*Questions to answer*:
1 – Translate this sentence from the Jeanne Friot review into Spanish: "This season is dedicated to her grandmother Micheline, the person who first taught Friot what it means to love clothing and to love fiercely."
2 – Repeat the portion of the Jeanne Friot review running from "The shooting of" up to and including "of something else.".

*Document excerpt*:
========
PARIS FASHION WEEK MENSWEAR FALL/WINTER 2026: DAY 1

JEANNE FRIOT
review by VERONICA TLAPANCO SZABÓ

images courtesy of JEANNE FRIOT

We showed up and the energy was immediate. ‘We’re here and we’re queer’ is the rallying cry Jeanne Friot brought with Awake — a collection that looks straight at the mess the world is in. When the rights and bodies of LGBTQIA+ and racialized people are being systematically erased from institutions and headlines, Friot demands resistance and to be awake! Woke even!

The shooting of Renée Nicole Good by a federal ICE agent in Minneapolis earlier this month has been seared into the political consciousness, and that urgency carried onto the runway with ‘It’s never too late to fight fascism’ and ‘Revolution’ printed in bold on tees worn by performers who moved like insurgents out of a dream. Indeed Jeanne Friot turned the ballet de Lorraine collective into a community in motion over a runway this season. Movement in this show was used in response to contemporary efforts to freeze bodies into compliance and normalisation. Since the pandemic we’ve been yearning to imaginatively jolt ourselves into connection, into the possibility of something else.

That impulse is baked into how Friot stitches her stories together, from Love Is Love in 2022 to this year’s intensified codes. Think historic tartans splashed with sequins, deliberately oversized red coats and kilts stretched and widened into new shapes. There’s also a tender tribute here. This season is dedicated to her grandmother Micheline, the person who first taught Friot what it means to love clothing and to love fiercely. In that lineage, Awake is a revolution with love at its core.
========
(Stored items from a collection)
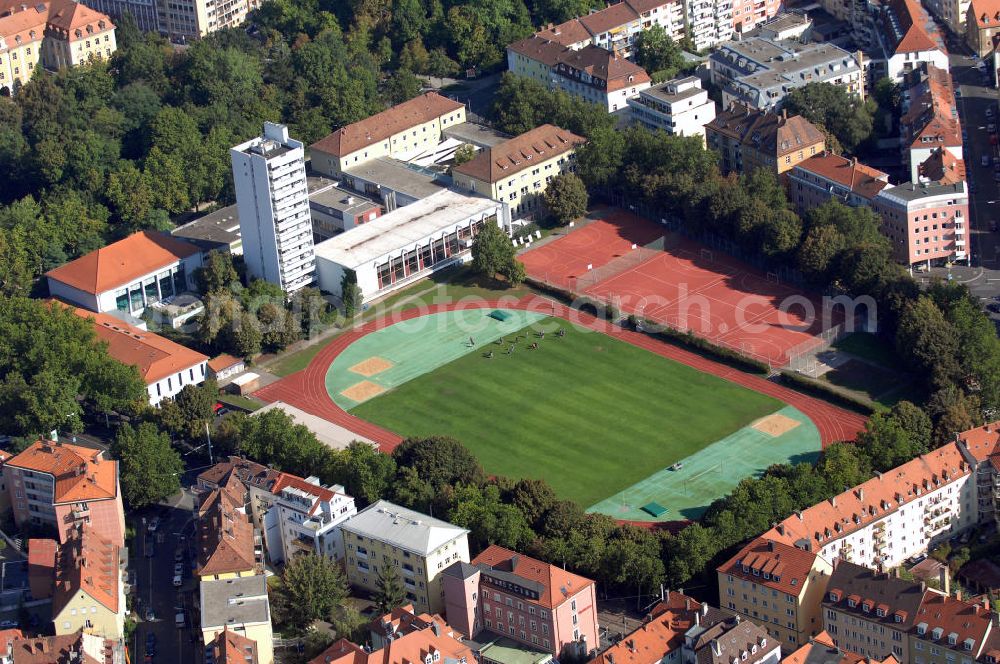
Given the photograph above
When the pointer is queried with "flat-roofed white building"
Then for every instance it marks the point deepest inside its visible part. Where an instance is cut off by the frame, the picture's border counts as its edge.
(679, 107)
(408, 243)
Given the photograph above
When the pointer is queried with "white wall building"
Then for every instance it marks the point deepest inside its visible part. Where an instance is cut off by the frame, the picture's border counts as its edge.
(269, 175)
(895, 515)
(304, 517)
(679, 107)
(408, 243)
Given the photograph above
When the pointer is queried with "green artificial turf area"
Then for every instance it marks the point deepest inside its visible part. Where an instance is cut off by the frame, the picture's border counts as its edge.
(588, 413)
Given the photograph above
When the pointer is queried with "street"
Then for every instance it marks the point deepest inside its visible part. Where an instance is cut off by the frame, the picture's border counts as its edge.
(153, 565)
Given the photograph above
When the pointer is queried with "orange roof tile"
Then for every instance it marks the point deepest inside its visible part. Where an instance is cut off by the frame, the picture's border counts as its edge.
(512, 156)
(857, 508)
(122, 262)
(225, 534)
(859, 178)
(80, 473)
(556, 584)
(779, 566)
(156, 357)
(87, 563)
(381, 126)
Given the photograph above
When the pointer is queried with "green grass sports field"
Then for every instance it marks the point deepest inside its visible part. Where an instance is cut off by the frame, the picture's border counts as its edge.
(588, 413)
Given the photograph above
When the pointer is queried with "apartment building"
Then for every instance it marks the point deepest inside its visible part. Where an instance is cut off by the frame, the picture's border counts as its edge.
(822, 650)
(185, 20)
(538, 605)
(760, 72)
(55, 34)
(518, 171)
(747, 139)
(594, 74)
(926, 223)
(929, 120)
(128, 275)
(871, 613)
(63, 486)
(679, 107)
(228, 545)
(828, 176)
(891, 517)
(269, 176)
(424, 640)
(238, 605)
(166, 367)
(907, 37)
(304, 518)
(777, 585)
(982, 24)
(89, 592)
(403, 132)
(388, 539)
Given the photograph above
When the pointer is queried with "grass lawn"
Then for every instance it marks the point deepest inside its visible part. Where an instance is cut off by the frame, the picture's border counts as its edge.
(586, 412)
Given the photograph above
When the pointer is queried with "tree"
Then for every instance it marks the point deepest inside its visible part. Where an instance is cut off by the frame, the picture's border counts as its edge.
(440, 461)
(389, 592)
(314, 587)
(566, 198)
(492, 251)
(150, 467)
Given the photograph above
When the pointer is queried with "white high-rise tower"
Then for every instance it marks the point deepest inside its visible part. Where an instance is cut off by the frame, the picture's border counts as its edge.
(269, 175)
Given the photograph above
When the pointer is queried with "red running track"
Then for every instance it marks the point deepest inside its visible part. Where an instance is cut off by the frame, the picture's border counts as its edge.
(306, 389)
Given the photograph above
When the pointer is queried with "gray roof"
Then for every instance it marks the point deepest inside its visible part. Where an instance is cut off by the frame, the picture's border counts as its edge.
(403, 528)
(221, 227)
(395, 175)
(234, 601)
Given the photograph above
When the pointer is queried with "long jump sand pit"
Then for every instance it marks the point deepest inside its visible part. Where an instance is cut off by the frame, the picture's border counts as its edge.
(371, 366)
(775, 425)
(363, 391)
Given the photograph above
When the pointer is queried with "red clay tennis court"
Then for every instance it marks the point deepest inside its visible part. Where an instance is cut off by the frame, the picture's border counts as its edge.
(684, 286)
(598, 243)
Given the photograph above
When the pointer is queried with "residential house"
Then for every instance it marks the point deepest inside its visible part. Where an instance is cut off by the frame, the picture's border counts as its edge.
(538, 605)
(238, 605)
(926, 222)
(777, 585)
(760, 72)
(389, 539)
(62, 486)
(165, 366)
(427, 640)
(907, 37)
(228, 647)
(305, 517)
(55, 34)
(828, 176)
(127, 275)
(518, 171)
(402, 132)
(228, 545)
(89, 592)
(679, 107)
(982, 24)
(748, 139)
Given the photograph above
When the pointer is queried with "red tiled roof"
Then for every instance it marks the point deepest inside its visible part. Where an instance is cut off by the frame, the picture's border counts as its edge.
(88, 563)
(858, 507)
(789, 564)
(859, 178)
(156, 357)
(558, 585)
(381, 126)
(80, 473)
(122, 262)
(513, 156)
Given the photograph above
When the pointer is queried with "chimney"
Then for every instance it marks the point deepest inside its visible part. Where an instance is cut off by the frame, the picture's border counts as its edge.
(945, 580)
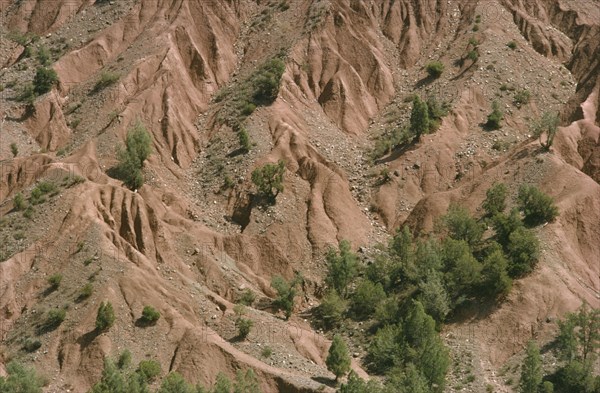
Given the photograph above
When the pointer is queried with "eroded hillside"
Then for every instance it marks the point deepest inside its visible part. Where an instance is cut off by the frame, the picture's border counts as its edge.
(195, 236)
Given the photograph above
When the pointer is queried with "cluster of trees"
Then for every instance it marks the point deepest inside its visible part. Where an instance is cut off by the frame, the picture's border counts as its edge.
(259, 89)
(138, 146)
(120, 377)
(425, 118)
(413, 285)
(577, 347)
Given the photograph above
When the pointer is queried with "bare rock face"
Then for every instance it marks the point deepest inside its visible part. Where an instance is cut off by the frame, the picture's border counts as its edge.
(194, 236)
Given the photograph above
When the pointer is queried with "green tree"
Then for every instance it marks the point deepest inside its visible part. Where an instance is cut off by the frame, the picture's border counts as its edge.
(495, 117)
(286, 292)
(547, 124)
(384, 350)
(531, 370)
(523, 252)
(269, 180)
(149, 370)
(409, 379)
(338, 358)
(19, 201)
(462, 226)
(246, 382)
(495, 201)
(495, 279)
(244, 326)
(419, 118)
(105, 317)
(537, 206)
(341, 268)
(425, 348)
(222, 384)
(365, 299)
(434, 297)
(44, 80)
(138, 147)
(20, 379)
(331, 310)
(504, 225)
(150, 315)
(112, 380)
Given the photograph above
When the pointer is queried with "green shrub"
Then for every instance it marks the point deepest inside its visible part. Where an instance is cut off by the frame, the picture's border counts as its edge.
(365, 299)
(495, 280)
(338, 359)
(124, 359)
(331, 310)
(522, 97)
(462, 226)
(286, 292)
(247, 297)
(266, 352)
(43, 55)
(54, 318)
(106, 79)
(150, 315)
(138, 146)
(149, 369)
(495, 201)
(547, 124)
(269, 180)
(19, 201)
(537, 206)
(14, 149)
(44, 80)
(435, 69)
(30, 346)
(244, 139)
(55, 280)
(523, 252)
(244, 326)
(419, 117)
(105, 317)
(494, 118)
(341, 268)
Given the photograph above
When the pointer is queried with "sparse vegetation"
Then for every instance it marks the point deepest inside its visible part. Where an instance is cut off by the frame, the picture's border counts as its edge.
(536, 206)
(19, 201)
(522, 97)
(106, 79)
(435, 69)
(54, 281)
(14, 149)
(419, 118)
(495, 201)
(338, 358)
(286, 292)
(547, 124)
(494, 118)
(269, 180)
(138, 146)
(150, 315)
(44, 80)
(105, 317)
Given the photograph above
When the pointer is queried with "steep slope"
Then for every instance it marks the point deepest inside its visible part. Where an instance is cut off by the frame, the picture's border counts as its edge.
(189, 246)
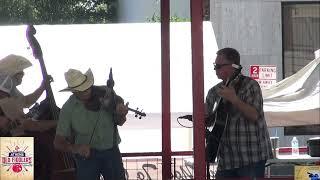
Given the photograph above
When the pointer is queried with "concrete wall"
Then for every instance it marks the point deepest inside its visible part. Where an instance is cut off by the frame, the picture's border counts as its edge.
(253, 27)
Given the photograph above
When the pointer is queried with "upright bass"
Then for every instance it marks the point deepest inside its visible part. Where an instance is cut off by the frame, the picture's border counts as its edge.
(60, 165)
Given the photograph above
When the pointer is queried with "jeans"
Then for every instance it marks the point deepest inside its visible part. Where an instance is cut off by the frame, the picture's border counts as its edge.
(252, 171)
(108, 163)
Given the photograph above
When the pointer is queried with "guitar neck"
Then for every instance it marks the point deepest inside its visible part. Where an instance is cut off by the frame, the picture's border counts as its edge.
(137, 112)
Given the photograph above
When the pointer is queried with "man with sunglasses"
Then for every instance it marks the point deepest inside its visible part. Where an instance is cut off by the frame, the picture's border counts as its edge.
(244, 146)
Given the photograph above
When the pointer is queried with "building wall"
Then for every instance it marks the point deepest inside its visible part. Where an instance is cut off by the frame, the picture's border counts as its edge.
(251, 26)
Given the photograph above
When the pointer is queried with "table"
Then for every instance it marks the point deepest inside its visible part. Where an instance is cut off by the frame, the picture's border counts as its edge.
(283, 160)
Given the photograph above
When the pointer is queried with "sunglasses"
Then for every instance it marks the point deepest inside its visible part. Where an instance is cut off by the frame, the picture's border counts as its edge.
(219, 66)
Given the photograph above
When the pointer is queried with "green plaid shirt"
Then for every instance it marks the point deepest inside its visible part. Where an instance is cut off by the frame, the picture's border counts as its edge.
(243, 142)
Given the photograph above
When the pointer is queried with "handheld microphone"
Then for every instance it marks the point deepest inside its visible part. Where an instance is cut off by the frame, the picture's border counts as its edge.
(189, 117)
(110, 82)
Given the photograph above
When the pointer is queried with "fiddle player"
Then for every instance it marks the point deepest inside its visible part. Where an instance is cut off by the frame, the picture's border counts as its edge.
(245, 144)
(93, 128)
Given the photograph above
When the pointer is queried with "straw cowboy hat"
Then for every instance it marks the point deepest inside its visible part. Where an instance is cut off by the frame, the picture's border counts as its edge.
(12, 64)
(77, 81)
(6, 83)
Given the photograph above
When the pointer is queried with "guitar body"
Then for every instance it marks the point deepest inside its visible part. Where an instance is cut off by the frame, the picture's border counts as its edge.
(220, 118)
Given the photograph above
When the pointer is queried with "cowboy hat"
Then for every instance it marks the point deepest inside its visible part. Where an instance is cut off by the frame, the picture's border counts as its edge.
(78, 81)
(12, 64)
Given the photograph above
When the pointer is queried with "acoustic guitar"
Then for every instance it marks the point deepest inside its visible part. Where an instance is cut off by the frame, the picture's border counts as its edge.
(220, 117)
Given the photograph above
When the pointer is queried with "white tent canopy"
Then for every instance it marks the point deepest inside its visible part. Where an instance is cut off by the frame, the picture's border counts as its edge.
(295, 100)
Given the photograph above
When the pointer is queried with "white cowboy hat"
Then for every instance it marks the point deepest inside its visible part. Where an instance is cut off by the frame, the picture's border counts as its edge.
(77, 81)
(13, 64)
(6, 83)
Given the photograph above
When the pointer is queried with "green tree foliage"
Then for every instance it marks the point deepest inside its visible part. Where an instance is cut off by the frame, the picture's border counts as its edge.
(57, 11)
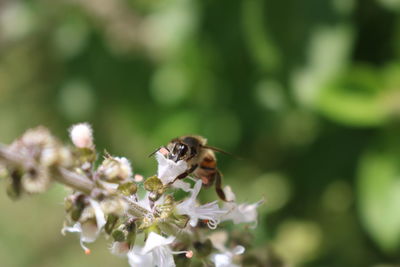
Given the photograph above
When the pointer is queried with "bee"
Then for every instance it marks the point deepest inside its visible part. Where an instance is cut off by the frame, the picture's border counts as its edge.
(200, 158)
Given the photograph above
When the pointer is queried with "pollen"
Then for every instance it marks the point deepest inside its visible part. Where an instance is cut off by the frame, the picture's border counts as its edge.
(163, 151)
(138, 178)
(189, 254)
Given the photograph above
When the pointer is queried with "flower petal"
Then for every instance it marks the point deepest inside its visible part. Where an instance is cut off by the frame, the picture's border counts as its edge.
(155, 240)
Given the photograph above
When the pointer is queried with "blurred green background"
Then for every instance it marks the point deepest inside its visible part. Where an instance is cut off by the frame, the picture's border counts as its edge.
(306, 92)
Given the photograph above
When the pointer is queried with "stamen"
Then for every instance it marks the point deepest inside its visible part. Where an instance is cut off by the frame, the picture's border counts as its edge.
(138, 178)
(189, 254)
(85, 248)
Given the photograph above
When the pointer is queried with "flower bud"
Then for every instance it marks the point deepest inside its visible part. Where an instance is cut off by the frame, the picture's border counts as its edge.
(114, 169)
(203, 249)
(35, 180)
(153, 184)
(81, 135)
(128, 188)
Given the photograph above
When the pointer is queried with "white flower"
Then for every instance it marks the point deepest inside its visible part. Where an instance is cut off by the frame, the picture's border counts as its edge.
(82, 135)
(88, 230)
(225, 258)
(137, 259)
(156, 252)
(158, 246)
(239, 213)
(168, 169)
(119, 248)
(210, 211)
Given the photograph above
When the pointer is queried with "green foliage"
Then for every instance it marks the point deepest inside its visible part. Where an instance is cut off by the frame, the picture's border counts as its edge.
(301, 90)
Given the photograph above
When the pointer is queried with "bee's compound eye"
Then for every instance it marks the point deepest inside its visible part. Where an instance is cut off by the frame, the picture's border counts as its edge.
(183, 149)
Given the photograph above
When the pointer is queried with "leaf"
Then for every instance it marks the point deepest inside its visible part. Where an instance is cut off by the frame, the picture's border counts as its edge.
(379, 197)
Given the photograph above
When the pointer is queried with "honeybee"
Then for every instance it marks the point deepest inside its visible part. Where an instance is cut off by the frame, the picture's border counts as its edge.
(200, 158)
========
*Answer section*:
1 – Esta temporada está dedicada a su abuela Micheline, la persona que primero le enseñó a Friot lo que significa amar la ropa y amar con intensidad.

2 –
The shooting of Renée Nicole Good by a federal ICE agent in Minneapolis earlier this month has been seared into the political consciousness, and that urgency carried onto the runway with ‘It’s never too late to fight fascism’ and ‘Revolution’ printed in bold on tees worn by performers who moved like insurgents out of a dream. Indeed Jeanne Friot turned the ballet de Lorraine collective into a community in motion over a runway this season. Movement in this show was used in response to contemporary efforts to freeze bodies into compliance and normalisation. Since the pandemic we’ve been yearning to imaginatively jolt ourselves into connection, into the possibility of something else.